# Saved entries
===============

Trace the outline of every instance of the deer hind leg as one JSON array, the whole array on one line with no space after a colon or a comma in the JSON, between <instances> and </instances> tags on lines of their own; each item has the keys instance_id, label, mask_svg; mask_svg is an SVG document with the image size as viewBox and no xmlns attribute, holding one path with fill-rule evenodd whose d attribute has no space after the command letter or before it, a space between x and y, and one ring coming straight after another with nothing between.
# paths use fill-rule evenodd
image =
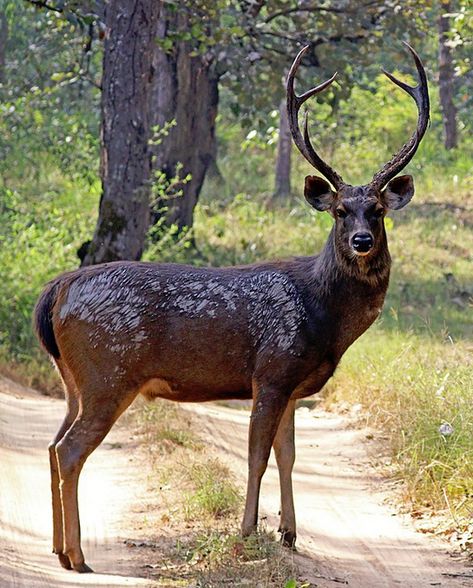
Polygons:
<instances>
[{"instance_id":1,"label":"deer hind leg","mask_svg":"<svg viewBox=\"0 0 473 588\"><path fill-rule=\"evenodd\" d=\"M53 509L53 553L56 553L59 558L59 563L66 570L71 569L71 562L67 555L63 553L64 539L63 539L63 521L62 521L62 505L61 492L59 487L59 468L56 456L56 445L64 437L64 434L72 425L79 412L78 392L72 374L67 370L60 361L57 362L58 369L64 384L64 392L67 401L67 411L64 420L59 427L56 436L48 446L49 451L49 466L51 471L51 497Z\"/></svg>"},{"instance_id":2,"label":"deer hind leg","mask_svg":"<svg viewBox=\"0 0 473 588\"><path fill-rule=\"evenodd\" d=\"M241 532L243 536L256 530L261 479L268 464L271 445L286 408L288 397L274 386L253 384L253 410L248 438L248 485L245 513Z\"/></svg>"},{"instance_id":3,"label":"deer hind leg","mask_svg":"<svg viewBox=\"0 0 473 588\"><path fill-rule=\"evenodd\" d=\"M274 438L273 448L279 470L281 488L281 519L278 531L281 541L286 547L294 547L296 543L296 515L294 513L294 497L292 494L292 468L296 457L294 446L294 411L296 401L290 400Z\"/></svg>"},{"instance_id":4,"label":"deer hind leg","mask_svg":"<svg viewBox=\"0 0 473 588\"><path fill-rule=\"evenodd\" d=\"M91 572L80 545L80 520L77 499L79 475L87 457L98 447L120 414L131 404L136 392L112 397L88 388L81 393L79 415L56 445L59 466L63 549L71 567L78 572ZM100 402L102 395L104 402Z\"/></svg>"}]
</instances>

===============

# HOW TO COMPLETE THIS TASK
Copy each entry exactly as written. Pictures do not belong in the copy.

# ANSWER TO THIS EXERCISE
Trace the outline of every instance of the deer hind leg as one JSON array, the whole array on one line with no space after a colon or a comma in the JSON, between <instances> and </instances> tags on lines of their own; each item has the keys instance_id, label, mask_svg; mask_svg is an SVG document with the image size as viewBox and no xmlns attribute, holding one path with fill-rule evenodd whose d attribute has no space after the command letter or before it, a space between x and y, and one ring coming straight after another with nothing between.
# paths use fill-rule evenodd
image =
Polygons:
<instances>
[{"instance_id":1,"label":"deer hind leg","mask_svg":"<svg viewBox=\"0 0 473 588\"><path fill-rule=\"evenodd\" d=\"M53 509L53 553L56 553L59 558L59 563L66 570L71 569L71 562L67 555L63 553L64 539L63 539L63 521L62 521L62 505L61 492L59 487L59 468L56 456L56 445L64 437L64 434L72 425L79 412L78 392L72 374L67 370L60 361L57 362L58 369L64 384L64 392L67 401L67 411L64 420L59 427L56 436L48 446L49 451L49 466L51 471L51 497Z\"/></svg>"},{"instance_id":2,"label":"deer hind leg","mask_svg":"<svg viewBox=\"0 0 473 588\"><path fill-rule=\"evenodd\" d=\"M241 532L243 536L256 530L261 479L268 464L271 445L286 408L288 397L274 386L253 384L253 410L248 438L248 485L245 513Z\"/></svg>"},{"instance_id":3,"label":"deer hind leg","mask_svg":"<svg viewBox=\"0 0 473 588\"><path fill-rule=\"evenodd\" d=\"M274 438L273 448L279 470L281 488L281 519L278 531L281 541L286 547L294 547L296 543L296 515L294 513L294 497L292 494L292 468L296 457L294 446L294 411L296 401L290 400Z\"/></svg>"},{"instance_id":4,"label":"deer hind leg","mask_svg":"<svg viewBox=\"0 0 473 588\"><path fill-rule=\"evenodd\" d=\"M91 572L80 545L80 520L77 499L79 475L87 457L98 447L120 414L131 404L136 392L112 397L88 388L81 393L79 415L56 445L59 466L63 549L71 567L78 572ZM100 402L102 395L104 402Z\"/></svg>"}]
</instances>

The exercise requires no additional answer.